Text provided>
>>>>
You also posted this in the Civil forum. I would recommend posting in one location for consolidated responses...plus it would prevent you from being banned. Just a friendly notice.


----------



## Ramnares P.E. (Nov 4, 2014)

I've completed two Master's degrees. I started my first after having two years of experience, with two summer internships on top of that. I highly recommend getting some experience before starting a Master's program. During my MSME I took classes with students who had no real world experience. For the most part, they never got as much out of the class because it was an academic exercise for them. Engineers who were working often brought real world problems (from their jobs) to the class which made it much more engaging, and much more practical obviously. Also, unless you are absolutely sure what track you wish to pursue, you may end up taking general classes just to get the degree. I also found many students who simply took classes because it was available, or because the Prof was supposed to be an easy grader. This really provides no benefit.

In terms of hiring it's a bit of a dual sword. A Master's degree MAY give you an edge over another candidate who is also a fresh grad with no experience. However, it probably won't count as much compared to someone with five years experience in that field. You also need to consider that HR may feel that you would want an entry level salary that is compliant with an MS degree. This is impractical in your case since you have no experience.

I'm not sure what you mean by 'settle' for internships. My first job out of college was for the company I interned with twice. I stayed with that company for almost 10 years. If it's a paid internship, you should definitely be willing to do it since you're not employed FT elsewhere. At least this way you gain experience in your field and you open yourself up to potential employment if you impress your employer.

Also, you should definitely keep applying for jobs. There are numerous career websites available now to help with your job search so you should utilize those fully.
<<<<
Supplied information>
>>>>
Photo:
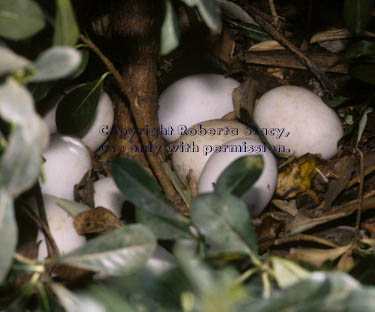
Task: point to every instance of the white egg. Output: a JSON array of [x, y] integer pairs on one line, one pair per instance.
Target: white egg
[[93, 136], [311, 125], [104, 116], [61, 227], [108, 195], [192, 150], [259, 195], [194, 99], [67, 160]]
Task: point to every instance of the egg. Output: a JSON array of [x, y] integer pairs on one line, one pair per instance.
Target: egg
[[194, 99], [108, 195], [259, 195], [298, 120], [66, 161], [194, 148], [92, 137], [61, 228]]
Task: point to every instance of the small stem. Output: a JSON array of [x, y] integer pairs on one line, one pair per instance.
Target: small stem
[[244, 276], [360, 195], [328, 86], [266, 285], [273, 11], [155, 162]]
<<<<
Written request> List every length of time given in years in the forum thread above, along with what each one refers to.

Reply>
- Two years: the experience Ramnares P.E. had before starting the first Master's degree
- Five years: the experience of another candidate a Master's degree probably won't count as much against
- Almost 10 years: how long Ramnares P.E. stayed with the company from the first job out of college